| WRITTEN INSTRUCTION |
Identify each line in the records that contains the string "roof" and copy those lines. The match is case-sensitive.

| SUPPLIED RECORDS |

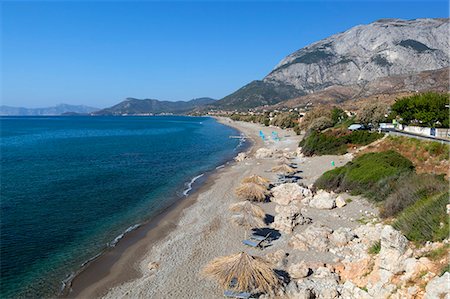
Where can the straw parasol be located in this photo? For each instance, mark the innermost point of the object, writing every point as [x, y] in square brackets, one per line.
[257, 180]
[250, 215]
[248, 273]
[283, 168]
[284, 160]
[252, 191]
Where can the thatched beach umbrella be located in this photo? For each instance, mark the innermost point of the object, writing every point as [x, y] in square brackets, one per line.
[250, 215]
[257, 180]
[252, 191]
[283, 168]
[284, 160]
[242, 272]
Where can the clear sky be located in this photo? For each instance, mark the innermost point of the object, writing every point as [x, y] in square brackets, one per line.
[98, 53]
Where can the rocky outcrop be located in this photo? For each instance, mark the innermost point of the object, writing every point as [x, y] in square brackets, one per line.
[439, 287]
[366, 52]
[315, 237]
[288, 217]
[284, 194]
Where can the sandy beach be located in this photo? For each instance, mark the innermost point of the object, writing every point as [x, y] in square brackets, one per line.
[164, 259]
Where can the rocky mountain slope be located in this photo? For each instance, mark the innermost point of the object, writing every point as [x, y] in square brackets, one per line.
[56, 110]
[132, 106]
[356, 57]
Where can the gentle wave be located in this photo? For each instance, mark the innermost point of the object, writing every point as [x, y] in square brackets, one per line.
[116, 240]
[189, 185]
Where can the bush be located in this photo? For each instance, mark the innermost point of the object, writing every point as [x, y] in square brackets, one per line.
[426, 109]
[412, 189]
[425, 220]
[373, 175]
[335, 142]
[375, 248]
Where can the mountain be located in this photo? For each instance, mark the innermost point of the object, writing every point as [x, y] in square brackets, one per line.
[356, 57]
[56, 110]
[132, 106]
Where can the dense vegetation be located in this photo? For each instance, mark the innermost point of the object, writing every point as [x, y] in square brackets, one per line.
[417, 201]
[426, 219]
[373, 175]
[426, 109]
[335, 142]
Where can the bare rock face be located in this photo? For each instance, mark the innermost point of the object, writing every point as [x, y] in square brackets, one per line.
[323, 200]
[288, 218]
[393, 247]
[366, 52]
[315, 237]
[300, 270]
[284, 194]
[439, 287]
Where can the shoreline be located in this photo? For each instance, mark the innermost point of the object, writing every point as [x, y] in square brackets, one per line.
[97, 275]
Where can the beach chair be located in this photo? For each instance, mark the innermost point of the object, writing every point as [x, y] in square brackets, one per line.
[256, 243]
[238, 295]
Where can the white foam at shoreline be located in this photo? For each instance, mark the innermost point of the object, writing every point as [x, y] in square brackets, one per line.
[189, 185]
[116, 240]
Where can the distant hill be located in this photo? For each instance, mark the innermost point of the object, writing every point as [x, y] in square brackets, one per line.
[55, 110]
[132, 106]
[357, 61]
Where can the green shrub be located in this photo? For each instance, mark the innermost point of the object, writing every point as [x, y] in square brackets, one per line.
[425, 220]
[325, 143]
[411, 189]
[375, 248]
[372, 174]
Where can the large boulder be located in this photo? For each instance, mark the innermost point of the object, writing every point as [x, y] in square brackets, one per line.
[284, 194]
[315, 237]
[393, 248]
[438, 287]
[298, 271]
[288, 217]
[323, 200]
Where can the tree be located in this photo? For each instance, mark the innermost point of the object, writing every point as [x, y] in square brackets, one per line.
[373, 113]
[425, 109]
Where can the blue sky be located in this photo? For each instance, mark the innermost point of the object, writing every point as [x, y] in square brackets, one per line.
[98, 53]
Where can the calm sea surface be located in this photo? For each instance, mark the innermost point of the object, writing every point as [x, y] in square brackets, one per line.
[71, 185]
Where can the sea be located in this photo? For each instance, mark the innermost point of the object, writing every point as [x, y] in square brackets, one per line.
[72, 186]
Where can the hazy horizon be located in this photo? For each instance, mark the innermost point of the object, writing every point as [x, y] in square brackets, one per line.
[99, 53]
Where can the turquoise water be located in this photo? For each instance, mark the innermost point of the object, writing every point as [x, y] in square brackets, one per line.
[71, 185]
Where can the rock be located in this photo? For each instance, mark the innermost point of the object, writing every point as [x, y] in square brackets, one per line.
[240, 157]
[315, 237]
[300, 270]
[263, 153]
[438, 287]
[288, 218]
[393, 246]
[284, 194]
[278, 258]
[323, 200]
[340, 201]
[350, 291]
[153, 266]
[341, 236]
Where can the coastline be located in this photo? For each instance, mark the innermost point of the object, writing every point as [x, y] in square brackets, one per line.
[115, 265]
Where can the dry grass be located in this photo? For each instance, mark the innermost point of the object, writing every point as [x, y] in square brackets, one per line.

* * *

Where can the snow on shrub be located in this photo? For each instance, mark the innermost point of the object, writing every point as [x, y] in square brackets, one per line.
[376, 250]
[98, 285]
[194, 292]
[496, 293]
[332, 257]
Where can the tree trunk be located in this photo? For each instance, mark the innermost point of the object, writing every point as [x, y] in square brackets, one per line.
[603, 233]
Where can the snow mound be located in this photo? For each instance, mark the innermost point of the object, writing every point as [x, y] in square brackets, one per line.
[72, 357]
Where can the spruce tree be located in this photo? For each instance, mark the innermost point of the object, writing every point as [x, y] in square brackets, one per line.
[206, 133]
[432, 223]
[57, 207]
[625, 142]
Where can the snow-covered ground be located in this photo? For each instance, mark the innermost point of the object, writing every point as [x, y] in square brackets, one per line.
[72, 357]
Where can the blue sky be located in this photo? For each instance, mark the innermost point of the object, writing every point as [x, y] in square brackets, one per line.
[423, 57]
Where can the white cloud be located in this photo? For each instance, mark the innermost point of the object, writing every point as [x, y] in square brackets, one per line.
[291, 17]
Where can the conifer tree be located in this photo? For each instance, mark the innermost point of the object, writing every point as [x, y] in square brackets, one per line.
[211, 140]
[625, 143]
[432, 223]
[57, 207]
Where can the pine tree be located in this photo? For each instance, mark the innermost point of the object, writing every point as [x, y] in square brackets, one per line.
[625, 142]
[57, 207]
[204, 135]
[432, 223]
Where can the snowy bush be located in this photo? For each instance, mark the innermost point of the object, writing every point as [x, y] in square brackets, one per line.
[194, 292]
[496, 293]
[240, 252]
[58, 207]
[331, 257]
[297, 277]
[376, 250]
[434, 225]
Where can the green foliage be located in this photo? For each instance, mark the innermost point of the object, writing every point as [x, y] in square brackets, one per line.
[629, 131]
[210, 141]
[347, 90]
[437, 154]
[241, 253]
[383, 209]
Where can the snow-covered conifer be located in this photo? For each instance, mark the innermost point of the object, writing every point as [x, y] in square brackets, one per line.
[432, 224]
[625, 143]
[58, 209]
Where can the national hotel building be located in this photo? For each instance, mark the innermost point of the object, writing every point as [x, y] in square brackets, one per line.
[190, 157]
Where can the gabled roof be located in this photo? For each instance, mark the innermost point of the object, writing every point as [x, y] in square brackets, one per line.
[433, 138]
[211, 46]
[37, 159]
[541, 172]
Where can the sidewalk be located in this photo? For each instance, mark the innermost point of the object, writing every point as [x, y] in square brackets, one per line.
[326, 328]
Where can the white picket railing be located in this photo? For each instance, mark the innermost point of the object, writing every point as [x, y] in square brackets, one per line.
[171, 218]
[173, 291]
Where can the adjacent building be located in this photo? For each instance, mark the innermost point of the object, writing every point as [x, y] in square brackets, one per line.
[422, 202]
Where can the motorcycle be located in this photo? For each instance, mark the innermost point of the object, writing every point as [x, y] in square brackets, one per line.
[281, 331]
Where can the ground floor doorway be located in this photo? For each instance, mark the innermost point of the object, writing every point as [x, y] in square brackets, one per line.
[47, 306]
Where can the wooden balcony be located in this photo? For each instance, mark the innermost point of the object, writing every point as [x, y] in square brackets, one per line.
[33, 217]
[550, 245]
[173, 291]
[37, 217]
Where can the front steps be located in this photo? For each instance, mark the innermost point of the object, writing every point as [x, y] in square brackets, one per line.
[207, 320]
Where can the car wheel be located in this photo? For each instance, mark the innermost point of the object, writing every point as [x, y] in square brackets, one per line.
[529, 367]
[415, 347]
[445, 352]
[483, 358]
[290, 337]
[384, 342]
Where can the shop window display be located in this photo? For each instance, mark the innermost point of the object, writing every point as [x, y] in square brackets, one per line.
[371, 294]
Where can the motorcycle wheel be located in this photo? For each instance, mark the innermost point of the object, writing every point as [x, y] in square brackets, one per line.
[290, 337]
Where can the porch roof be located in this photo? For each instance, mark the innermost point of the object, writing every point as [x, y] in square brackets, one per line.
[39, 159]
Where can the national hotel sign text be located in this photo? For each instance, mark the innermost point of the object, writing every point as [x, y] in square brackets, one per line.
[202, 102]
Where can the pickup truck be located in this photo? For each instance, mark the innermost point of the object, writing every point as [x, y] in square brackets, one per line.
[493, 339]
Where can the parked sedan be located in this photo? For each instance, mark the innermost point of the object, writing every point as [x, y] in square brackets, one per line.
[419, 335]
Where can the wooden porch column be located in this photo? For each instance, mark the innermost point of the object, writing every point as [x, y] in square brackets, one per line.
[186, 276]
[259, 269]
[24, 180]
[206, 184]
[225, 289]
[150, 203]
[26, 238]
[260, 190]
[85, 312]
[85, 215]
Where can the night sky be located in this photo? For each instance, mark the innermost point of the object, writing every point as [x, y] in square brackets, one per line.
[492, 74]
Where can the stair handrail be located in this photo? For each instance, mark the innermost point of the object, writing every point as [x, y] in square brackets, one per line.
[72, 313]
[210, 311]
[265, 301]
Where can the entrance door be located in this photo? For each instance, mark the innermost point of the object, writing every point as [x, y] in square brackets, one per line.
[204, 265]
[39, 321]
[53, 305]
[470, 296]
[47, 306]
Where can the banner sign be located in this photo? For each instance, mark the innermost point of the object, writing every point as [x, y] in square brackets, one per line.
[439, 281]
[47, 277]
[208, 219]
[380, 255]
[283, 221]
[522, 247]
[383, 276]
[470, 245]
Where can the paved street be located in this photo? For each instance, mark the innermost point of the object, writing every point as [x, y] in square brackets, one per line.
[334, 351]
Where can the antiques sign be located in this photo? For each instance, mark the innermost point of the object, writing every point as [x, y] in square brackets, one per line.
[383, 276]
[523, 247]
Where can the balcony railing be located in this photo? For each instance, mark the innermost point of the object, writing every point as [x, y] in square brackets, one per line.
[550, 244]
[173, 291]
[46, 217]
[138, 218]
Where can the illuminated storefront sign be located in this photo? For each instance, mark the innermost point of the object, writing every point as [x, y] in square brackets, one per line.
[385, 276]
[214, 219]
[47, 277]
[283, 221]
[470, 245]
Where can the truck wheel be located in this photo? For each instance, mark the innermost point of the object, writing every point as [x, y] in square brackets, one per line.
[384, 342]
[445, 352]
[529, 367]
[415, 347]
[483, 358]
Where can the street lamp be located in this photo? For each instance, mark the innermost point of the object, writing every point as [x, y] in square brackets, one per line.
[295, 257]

--

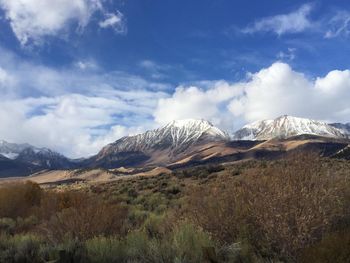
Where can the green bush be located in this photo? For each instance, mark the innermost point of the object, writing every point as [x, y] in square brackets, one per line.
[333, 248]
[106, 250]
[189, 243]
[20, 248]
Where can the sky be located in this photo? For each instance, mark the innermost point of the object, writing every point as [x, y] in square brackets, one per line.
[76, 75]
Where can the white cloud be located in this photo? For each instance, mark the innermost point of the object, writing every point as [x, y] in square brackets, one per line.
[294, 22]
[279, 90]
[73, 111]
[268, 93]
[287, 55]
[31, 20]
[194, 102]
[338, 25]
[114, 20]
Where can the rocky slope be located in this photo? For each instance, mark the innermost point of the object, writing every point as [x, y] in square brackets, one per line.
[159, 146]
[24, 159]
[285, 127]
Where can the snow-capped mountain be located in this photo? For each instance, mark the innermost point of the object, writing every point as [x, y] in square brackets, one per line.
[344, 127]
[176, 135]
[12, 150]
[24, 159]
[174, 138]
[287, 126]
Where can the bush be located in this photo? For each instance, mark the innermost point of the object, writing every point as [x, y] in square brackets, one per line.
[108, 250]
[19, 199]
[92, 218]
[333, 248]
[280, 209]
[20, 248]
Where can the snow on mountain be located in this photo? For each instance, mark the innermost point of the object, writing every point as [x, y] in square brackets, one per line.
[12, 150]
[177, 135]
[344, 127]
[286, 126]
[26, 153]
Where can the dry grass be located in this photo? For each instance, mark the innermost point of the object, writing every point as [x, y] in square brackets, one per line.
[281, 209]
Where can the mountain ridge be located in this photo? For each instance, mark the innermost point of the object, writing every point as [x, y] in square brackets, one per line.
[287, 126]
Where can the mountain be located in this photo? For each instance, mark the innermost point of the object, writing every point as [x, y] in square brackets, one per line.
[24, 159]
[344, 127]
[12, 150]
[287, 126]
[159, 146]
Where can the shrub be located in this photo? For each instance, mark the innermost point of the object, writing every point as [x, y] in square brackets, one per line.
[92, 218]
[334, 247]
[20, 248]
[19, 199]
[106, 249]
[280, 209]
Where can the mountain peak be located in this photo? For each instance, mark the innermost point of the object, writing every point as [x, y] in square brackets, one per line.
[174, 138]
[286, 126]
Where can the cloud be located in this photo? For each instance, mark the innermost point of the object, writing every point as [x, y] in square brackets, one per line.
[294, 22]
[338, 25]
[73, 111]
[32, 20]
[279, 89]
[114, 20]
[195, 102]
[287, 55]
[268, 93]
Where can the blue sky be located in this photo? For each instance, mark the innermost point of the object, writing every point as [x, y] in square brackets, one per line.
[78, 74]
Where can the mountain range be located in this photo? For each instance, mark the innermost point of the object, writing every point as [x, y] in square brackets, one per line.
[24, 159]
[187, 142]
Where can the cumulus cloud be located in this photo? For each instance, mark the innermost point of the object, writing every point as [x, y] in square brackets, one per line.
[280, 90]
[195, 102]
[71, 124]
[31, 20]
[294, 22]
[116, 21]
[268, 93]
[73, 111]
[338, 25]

| SOLVED PROBLEM |
Where can the gabled roof be located in this photo? For each instance, mark the innermost point of the object, writing every point as [x, y] in square brackets, one per line.
Where can the porch roof be located in this photo? For each instance, mark the innermost point of the object, writing every point as [x, y] in square brackets, one per line.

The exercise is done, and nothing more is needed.